Texto para leitura:
9Tornem-se nossos parentes; deem as filhas de vocês para nós e vocês tomem as nossas filhas. É isso o que Abraão e Isaque temiam. Mais tarde, a lei de Moisés proíbe a prática (Dt 7.3). Para Israel, o casamento com as mulheres canaanitas será considerado uma perversão. Precisamente por isso, existem termos tão restritos a respeito do casamento para os co-participantes do pacto.
10Vocês habitarão em nosso meio, a terra estará ao seu dispor. Morem nela, negociem e adquiram propriedades. 11E o próprio Siquém disse ao pai e aos irmãos de Diná: — Que eu obtenha este favor diante de vocês e lhes darei o que me pedirem. 12Aumentem em muito o dote de casamento e as dádivas, e darei o que me pedirem; deem-me, porém, a moça por esposa. A proposta busca satisfazer os desejos egoístas do coração do homem. Os filhos de Jacó são tentados em sua ganância e opulência. O suborno oferecido para que o estupro fosse esquecido é quase irresistível.
2. A resposta do filhos de Jacó: Um acordo traiçoeiro (34.13-24)
13Então os filhos de Jacó, por haver Siquém desonrado Diná, a irmã deles, responderam com astúcia a Siquém e a seu pai Hamor e lhes disseram: 14— Não podemos fazer isso, dar a nossa irmã a um homem que ainda não foi circuncidado, porque isso seria uma vergonha para nós. 15Sob uma única condição permitiremos: que vocês se tornem como nós, circuncidando todos os do sexo masculino. 16Então lhes daremos as nossas filhas, tomaremos para nós as filhas de vocês, habitaremos no meio de vocês e seremos um só povo. 17Se, porém, não ouvirem e não quiserem ser circuncidados, tomaremos a nossa filha e iremos embora. 18Tais palavras agradaram Hamor e Siquém, seu filho. 19O jovem não tardou em fazer o que foi solicitado, porque amava a filha de Jacó e era o mais
honrado de toda a casa de seu pai. 20Assim, Hamor e Siquém, seu filho, vieram ao portão da sua cidade e falaram aos homens da cidade: 21— Esses homens são pacíficos em relação a nós. Portanto, deixem que morem na terra e negociem nela. A terra é bastante espaçosa para contê-los. Vamos tomar as filhas deles por esposas e dar também as nossas filhas a eles. 22Mas eles só concordarão em morar conosco, tornando-nos um só povo, se todos os homens em nosso meio se deixarem circuncidar, como eles são circuncidados. 23Não é verdade que o gado, os bens e todos os animais deles serão nossos? Portanto, vamos concordar e eles ficarão morando entre nós. 24E todos os que saíam do portão da cidade deram ouvidos a Hamor e a Siquém, seu filho. E todos os do sexo masculino foram circuncidados, todos os que saíam pelo portão da cidade.

Tarefas propostas:
1. No texto sobre Diná e Siquém, por que os filhos de Jacó afirmam que não podem dar a irmã a Siquém? Responda em uma a três frases.
2. Formate as linhas da listagem como uma lista JSON de strings, uma string por linha, omitindo as linhas em branco.

Itens armazenados do conjunto de dados

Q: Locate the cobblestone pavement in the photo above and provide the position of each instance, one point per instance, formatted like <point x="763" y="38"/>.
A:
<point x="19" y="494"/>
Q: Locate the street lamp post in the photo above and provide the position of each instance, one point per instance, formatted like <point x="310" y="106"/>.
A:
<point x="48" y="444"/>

Respostas dadas:
1. Os filhos de Jacó afirmam que dar a irmã a um homem que ainda não foi circuncidado seria uma vergonha para eles. Por isso, só aceitam sob uma única condição: que todos os do sexo masculino sejam circuncidados.

2.
[
  "Q: Locate the cobblestone pavement in the photo above and provide the position of each instance, one point per instance, formatted like <point x=\"763\" y=\"38\"/>.",
  "A:",
  "<point x=\"19\" y=\"494\"/>",
  "Q: Locate the street lamp post in the photo above and provide the position of each instance, one point per instance, formatted like <point x=\"310\" y=\"106\"/>.",
  "A:",
  "<point x=\"48\" y=\"444\"/>"
]